Task details | Pictures in the entries below are to be left out; otherwise, reproduce exactly the lines from the first through the line containing "positive clicks: (332, 152)".

Materials provided |
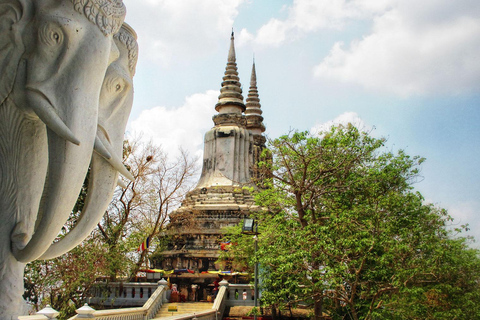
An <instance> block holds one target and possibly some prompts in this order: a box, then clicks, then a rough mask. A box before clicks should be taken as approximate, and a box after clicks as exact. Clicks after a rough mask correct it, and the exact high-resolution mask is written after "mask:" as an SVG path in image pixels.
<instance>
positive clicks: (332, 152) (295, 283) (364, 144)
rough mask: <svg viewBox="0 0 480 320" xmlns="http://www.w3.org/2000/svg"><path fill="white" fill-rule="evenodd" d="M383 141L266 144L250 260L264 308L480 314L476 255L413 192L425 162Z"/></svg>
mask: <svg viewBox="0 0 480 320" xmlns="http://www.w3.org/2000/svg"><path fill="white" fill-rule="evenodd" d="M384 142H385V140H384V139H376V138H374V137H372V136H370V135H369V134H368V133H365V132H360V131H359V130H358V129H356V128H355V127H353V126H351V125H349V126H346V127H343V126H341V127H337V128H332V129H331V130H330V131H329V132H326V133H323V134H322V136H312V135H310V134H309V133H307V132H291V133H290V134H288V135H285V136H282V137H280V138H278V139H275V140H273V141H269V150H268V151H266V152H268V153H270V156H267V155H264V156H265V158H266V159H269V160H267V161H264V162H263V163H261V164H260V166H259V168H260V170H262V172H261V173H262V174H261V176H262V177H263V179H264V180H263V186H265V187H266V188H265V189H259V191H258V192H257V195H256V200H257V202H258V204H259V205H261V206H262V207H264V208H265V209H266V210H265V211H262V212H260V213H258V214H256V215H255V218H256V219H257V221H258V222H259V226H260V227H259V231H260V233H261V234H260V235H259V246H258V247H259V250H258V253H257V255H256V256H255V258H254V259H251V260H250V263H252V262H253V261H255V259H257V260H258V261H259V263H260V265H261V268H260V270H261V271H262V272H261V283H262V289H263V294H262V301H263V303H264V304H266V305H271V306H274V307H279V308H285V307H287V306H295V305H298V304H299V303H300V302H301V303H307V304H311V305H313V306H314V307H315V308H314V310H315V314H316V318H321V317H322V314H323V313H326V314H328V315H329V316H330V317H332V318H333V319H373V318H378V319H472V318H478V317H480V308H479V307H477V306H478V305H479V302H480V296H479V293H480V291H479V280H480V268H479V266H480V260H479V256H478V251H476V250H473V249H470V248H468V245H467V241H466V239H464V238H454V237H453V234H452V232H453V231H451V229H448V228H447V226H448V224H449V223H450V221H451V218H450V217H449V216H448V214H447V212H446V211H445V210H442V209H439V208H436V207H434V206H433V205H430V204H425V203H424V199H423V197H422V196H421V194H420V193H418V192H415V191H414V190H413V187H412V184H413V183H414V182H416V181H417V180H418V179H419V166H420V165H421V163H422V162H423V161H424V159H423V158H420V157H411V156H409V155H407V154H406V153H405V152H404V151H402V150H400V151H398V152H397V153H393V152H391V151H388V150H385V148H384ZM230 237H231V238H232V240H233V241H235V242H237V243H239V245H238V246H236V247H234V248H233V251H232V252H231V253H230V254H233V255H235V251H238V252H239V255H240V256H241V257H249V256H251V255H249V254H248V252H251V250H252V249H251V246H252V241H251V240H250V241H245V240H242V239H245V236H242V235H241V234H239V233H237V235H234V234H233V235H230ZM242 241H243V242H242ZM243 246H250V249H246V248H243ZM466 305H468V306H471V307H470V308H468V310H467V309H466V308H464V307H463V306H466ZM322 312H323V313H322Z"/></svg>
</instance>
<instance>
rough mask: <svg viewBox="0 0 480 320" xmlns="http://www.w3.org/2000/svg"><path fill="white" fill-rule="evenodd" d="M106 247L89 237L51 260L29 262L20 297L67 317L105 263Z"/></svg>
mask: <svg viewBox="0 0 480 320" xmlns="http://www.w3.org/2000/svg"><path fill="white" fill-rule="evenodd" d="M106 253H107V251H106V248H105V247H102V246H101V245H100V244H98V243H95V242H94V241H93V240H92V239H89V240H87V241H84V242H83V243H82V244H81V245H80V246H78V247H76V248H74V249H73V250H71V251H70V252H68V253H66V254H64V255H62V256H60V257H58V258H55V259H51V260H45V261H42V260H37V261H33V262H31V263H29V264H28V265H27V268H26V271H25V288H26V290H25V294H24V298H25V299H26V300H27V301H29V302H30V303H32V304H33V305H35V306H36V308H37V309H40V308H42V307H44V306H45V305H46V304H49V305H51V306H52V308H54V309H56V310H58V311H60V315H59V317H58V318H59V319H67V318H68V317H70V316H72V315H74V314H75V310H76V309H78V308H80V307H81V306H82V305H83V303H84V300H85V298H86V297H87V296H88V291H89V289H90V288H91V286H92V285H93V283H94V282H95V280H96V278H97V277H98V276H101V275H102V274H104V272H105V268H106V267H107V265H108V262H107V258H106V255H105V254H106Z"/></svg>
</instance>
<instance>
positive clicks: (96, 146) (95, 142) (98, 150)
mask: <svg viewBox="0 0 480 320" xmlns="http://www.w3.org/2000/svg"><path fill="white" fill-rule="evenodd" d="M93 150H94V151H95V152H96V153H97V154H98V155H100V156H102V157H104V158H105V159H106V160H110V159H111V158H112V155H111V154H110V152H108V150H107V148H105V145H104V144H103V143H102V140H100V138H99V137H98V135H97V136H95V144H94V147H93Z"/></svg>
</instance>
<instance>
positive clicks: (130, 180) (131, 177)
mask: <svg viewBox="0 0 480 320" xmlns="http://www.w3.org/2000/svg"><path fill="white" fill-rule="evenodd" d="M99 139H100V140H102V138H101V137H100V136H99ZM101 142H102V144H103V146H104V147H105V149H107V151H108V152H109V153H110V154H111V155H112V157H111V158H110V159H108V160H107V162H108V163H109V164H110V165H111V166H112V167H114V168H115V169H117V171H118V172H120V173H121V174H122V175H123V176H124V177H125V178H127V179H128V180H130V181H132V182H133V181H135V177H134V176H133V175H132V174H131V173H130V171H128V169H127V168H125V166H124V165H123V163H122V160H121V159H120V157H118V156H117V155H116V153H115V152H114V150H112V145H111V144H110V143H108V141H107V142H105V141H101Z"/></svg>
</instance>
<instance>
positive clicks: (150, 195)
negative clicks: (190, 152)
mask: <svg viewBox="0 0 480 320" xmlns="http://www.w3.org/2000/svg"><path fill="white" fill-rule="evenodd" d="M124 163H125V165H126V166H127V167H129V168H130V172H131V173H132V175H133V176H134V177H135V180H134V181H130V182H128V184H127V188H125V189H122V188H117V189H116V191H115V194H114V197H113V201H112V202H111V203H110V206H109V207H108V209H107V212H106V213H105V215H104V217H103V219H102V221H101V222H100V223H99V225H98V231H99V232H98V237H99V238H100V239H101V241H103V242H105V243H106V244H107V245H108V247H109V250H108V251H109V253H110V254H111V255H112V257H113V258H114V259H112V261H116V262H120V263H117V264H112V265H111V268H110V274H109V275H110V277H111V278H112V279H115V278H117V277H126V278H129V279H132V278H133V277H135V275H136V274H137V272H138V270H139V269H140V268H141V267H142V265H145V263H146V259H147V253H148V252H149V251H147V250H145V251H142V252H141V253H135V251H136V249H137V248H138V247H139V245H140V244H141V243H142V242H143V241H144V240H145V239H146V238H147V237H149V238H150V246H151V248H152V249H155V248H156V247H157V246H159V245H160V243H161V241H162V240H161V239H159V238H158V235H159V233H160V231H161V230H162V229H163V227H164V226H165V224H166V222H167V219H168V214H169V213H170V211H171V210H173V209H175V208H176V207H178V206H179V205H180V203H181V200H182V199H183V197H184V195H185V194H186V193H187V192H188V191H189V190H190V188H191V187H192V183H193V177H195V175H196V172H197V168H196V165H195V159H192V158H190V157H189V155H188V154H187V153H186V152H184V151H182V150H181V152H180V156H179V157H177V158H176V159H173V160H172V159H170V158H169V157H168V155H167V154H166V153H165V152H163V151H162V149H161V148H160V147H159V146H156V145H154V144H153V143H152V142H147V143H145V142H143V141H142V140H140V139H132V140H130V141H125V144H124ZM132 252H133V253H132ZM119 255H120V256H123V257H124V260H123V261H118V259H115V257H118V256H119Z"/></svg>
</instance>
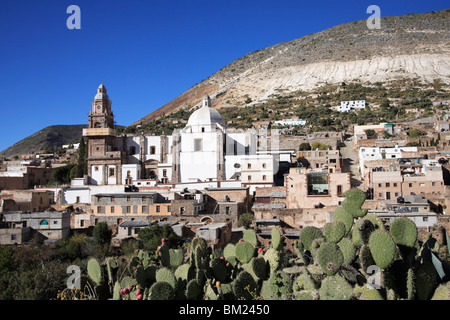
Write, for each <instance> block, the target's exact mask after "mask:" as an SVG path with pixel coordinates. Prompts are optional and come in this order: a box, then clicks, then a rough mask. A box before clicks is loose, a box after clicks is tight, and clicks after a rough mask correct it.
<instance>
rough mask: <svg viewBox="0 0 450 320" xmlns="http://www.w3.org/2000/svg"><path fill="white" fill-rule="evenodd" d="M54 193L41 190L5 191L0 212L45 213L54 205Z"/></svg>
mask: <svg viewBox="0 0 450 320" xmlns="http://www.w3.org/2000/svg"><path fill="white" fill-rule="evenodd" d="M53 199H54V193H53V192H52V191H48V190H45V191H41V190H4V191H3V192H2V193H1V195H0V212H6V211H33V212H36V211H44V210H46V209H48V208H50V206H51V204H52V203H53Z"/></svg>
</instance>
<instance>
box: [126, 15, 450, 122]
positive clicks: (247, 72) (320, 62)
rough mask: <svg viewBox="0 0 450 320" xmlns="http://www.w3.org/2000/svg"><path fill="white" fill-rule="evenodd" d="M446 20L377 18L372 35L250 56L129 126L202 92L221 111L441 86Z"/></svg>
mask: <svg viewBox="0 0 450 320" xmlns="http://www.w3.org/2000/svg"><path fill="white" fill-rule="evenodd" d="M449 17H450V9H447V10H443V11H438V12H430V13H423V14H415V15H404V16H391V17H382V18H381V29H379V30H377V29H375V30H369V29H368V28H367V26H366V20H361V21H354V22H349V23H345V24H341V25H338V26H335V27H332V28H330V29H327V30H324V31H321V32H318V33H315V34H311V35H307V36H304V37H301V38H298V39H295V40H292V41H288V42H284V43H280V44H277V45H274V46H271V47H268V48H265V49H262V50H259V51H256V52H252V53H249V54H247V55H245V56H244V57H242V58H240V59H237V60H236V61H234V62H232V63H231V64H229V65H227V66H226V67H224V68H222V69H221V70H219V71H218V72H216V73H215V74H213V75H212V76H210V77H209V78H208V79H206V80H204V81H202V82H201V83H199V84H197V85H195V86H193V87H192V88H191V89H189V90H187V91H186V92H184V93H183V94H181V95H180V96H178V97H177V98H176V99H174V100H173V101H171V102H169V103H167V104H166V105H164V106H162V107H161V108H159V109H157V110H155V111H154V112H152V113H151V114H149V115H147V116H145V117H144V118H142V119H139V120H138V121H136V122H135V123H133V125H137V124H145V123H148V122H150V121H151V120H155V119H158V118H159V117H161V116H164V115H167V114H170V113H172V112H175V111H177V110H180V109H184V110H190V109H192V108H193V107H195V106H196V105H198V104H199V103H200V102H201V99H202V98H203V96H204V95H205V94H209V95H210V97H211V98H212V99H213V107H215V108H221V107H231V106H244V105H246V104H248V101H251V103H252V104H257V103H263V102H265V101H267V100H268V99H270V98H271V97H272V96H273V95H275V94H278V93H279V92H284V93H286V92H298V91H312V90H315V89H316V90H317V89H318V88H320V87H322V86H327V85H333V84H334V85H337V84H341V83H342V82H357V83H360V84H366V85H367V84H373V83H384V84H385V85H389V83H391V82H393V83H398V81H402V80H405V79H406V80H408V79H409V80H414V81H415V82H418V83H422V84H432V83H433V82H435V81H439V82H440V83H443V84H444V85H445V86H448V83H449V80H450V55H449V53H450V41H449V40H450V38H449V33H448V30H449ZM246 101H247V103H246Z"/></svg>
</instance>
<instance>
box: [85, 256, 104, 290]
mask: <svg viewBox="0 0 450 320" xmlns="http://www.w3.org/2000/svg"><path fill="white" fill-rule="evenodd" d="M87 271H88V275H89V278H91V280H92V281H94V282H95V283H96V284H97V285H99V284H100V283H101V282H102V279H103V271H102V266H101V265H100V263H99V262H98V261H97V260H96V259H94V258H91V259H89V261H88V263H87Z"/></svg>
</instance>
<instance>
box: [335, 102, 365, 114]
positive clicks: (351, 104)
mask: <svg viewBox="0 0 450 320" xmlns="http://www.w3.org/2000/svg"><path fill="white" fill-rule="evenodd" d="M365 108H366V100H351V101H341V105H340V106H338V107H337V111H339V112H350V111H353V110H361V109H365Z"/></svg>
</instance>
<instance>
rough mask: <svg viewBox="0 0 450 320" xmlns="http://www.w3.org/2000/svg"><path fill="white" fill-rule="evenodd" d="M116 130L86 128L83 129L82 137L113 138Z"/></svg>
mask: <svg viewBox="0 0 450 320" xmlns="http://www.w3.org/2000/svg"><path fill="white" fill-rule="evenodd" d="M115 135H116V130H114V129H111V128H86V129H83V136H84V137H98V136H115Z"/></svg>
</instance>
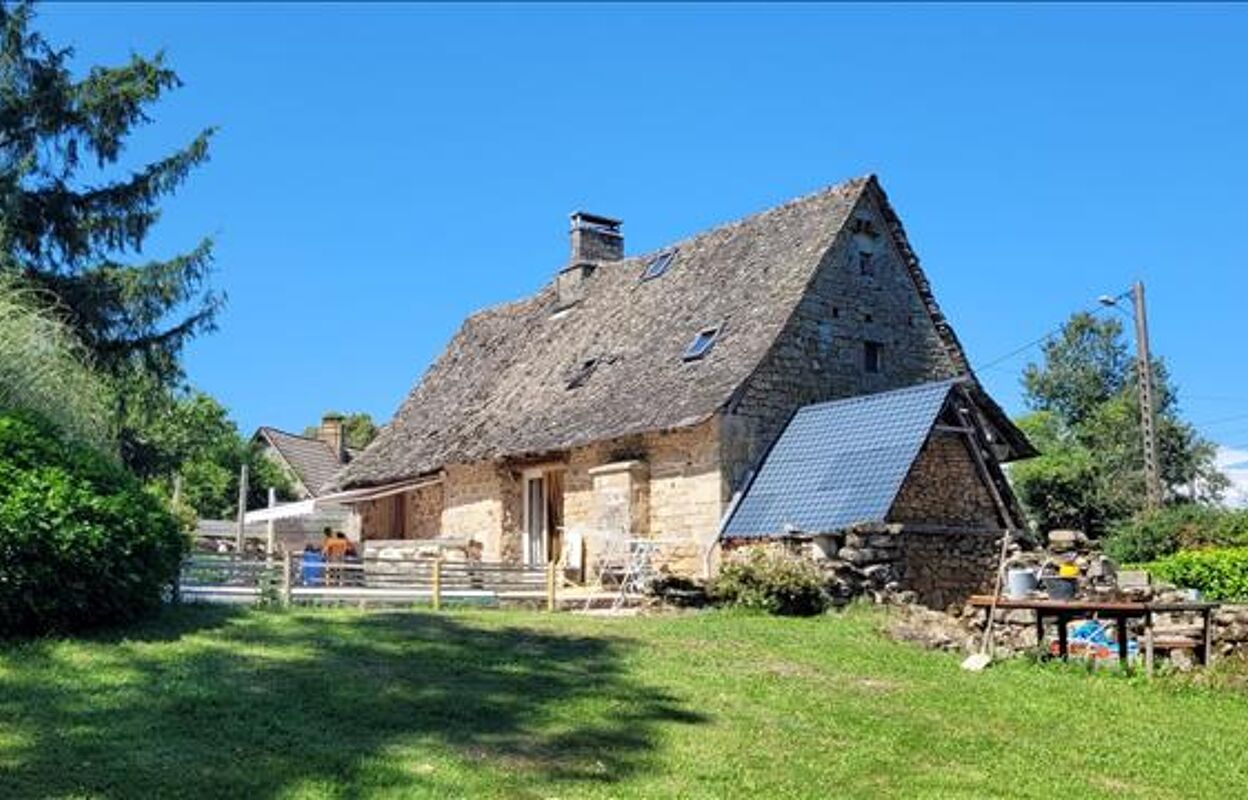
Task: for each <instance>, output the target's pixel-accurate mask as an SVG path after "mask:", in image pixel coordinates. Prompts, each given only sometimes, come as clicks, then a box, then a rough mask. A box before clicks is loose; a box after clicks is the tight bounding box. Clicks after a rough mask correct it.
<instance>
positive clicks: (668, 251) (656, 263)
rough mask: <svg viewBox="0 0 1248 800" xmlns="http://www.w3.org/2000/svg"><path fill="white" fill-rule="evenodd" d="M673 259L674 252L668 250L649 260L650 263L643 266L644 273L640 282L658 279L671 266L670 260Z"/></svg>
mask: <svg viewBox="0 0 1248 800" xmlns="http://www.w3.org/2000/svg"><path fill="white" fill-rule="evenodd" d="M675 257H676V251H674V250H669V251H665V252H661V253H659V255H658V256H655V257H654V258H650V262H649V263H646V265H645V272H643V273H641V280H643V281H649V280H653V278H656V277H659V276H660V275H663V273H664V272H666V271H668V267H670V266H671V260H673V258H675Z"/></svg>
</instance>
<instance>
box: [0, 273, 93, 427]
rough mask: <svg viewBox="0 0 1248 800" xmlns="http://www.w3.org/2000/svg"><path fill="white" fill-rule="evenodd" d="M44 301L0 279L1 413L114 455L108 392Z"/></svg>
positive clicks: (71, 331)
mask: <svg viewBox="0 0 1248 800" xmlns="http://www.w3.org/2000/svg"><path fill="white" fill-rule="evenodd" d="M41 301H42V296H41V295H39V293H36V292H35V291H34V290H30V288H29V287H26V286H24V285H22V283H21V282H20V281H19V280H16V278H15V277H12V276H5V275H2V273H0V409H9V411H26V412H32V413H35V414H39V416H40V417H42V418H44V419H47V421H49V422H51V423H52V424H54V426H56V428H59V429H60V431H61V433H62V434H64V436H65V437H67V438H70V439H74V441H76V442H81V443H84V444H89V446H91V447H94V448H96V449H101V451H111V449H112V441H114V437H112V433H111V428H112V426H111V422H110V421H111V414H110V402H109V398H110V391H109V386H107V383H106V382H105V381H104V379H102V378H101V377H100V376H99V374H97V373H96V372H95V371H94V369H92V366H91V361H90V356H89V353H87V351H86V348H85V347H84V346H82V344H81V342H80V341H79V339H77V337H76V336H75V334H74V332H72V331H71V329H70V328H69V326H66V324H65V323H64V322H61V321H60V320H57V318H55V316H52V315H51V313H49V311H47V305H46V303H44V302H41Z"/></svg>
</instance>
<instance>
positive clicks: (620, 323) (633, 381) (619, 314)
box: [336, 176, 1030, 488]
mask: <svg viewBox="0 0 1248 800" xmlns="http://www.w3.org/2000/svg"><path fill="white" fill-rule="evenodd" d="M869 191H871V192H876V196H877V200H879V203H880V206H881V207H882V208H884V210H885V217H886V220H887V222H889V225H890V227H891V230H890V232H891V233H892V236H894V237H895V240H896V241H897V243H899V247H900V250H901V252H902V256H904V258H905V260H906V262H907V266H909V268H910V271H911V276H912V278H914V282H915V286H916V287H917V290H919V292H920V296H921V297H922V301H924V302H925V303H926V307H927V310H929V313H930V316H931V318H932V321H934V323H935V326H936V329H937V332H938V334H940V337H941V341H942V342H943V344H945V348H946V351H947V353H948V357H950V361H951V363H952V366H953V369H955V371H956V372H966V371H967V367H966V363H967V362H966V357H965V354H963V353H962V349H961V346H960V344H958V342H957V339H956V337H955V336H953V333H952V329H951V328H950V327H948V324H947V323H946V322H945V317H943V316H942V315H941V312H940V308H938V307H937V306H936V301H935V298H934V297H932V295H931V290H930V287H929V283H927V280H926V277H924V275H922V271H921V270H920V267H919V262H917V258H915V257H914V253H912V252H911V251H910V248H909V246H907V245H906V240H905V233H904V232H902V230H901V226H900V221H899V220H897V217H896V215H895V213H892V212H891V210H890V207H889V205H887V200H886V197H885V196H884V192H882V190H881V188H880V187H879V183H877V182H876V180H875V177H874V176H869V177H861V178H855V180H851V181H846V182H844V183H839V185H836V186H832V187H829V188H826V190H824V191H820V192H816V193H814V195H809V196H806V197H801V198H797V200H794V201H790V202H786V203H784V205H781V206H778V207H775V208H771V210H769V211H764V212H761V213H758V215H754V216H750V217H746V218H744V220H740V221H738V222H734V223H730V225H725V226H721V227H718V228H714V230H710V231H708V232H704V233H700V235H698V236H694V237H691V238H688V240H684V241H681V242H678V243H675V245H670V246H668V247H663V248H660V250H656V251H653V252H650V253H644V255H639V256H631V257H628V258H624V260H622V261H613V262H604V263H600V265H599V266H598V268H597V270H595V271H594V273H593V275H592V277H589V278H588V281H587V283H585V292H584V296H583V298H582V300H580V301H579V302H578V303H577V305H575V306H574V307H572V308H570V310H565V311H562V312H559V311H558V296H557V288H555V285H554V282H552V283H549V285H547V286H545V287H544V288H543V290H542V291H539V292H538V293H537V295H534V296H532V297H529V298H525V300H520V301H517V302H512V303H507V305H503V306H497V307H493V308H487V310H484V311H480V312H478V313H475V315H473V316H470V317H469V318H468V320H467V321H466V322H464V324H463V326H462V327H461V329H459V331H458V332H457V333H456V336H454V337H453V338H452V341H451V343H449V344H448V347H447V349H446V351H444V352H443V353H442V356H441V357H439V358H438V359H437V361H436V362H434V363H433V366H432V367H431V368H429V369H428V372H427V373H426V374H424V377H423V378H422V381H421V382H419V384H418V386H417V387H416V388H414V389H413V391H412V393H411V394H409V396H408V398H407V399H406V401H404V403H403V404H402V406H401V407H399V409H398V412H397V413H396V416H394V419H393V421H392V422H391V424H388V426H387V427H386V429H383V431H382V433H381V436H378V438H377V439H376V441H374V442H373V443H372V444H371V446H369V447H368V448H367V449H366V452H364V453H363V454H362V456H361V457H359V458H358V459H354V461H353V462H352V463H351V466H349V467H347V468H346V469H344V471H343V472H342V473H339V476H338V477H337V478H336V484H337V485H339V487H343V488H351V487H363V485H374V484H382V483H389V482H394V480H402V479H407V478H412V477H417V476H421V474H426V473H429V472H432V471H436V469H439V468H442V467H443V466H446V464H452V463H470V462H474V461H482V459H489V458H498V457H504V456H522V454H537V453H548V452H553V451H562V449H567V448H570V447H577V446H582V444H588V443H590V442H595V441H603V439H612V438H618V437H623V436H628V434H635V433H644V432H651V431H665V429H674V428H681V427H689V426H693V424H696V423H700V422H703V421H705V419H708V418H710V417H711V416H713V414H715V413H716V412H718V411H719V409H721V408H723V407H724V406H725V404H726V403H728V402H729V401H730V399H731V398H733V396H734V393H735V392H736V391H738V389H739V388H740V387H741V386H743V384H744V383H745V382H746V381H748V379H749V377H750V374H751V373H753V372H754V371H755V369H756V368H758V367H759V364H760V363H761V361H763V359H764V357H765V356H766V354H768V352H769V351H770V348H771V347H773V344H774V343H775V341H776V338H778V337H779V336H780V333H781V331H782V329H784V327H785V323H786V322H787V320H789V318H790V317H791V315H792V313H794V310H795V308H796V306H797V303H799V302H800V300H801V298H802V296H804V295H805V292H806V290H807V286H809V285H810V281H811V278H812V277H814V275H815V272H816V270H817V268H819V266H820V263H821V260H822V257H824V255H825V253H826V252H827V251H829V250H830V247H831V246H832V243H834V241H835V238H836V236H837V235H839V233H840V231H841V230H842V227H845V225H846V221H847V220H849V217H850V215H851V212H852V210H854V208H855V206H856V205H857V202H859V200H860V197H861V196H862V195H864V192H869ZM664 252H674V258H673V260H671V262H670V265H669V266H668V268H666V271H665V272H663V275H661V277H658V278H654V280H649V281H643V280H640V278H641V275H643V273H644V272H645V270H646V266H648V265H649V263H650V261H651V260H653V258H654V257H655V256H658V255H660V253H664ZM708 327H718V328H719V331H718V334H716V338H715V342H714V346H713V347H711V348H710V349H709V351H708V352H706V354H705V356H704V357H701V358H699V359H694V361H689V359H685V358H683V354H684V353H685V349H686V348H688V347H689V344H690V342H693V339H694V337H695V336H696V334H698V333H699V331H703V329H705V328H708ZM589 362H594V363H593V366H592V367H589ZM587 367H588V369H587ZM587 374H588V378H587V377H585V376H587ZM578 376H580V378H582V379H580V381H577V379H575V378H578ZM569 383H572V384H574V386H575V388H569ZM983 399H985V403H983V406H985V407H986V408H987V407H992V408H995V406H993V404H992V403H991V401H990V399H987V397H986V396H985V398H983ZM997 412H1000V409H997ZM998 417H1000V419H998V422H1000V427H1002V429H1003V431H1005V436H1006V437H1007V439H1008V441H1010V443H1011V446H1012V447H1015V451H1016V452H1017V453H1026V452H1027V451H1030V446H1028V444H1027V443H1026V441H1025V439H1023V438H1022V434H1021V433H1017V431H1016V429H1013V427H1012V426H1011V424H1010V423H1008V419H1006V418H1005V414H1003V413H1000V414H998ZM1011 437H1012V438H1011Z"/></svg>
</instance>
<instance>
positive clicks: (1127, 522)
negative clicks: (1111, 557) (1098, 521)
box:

Answer to this task |
An <instance> block holds one target and possibly some prompts in this order: a box, then clicks, then a rough mask. A box before clicks should be taken as approximate, and a box after clicks as exact. Clicks after a rough mask correct it, and the exact high-resolution mask is written after "mask:" as an SVG path in image pixels.
<instance>
positive clicks: (332, 152) (295, 283) (364, 144)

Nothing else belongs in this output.